Given exercise 1
According to the film review, how long is the film's running time?
** Begin Selected passage **
The solid cast is shunted aside for long passages, allowing MacFarlane underserved centre stage for most of the film’s inexcusable 116 minute running time. Deft comedians like Ribisi and Silverman are left floundering with weak, obvious gags before disappearing entirely; Seyfried’s career takes a backward step in a role that feels brutally truncated, as if the majority of it will bulk up the DVD extras package. The most awkward player is clearly Oscar-winner Theron, who good-sports herself for the benefit of her co-star’s project but is clearly uncomfortable. Broad comedy is not prevalent on the actress’ resume and her casting seems less to do with her comedic skill (despite her natural likability onscreen) and more to do with MacFarlane’s over-seer role; if given the power of veto as writer/director/producer on your first studio pic starring role, why not cast the world’s most beautiful actress, regardless of her suitability, as your love interest?

MacFarlane falls back on his well-worn trick of abstract pop-culture references, the likes of which sometimes worked in his overvalued TV series, Family Guy; the IMDb credit list spoils the surprise factor for fans of Christopher Lloyd, Gilbert Gottfried and Ewan McGregor, but there are some other A-list cameos, all affording the overall production no particularly advantage. Some druggy humour and shock-effect gore is employed, the likes of which may raise a goofy smirk amongst stoners, but the scenes are so devoid of inventiveness or context as to have no impact.

The failure of A Million Ways to Die in the West falls entirely at the feet of Seth MacFarlane and one hopes he wears the blame with the same enthusiasm with which he accepted the accolades for his surprise 2012 hit, Ted. In hindsight, the strength of that film was not the foul-mouthed CGI bear but the warm point-of-entry that its star Mark Wahlberg provided. MacFarlane’s follow-up lacks any connective tissue to human realness, preferring cartoonish coarseness and random excess; it is as if that twisted, needy sociopathic soft-toy was given a one-picture deal as reward for his success, and this is the end result.
** End Selected passage **
Given exercise 2
Write out all the rows below again in full, every line included, and shift each coordinate in the answers by -71.
** Begin Supplied information **
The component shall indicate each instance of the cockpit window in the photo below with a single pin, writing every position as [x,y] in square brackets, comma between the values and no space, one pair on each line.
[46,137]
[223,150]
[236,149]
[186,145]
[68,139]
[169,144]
** End Supplied information **
Response 1
116 minutes

Response 2
The component shall indicate each instance of the cockpit window in the photo below with a single pin, writing every position as [x,y] in square brackets, comma between the values and no space, one pair on each line.
[-25,66]
[152,79]
[165,78]
[115,74]
[-3,68]
[98,73]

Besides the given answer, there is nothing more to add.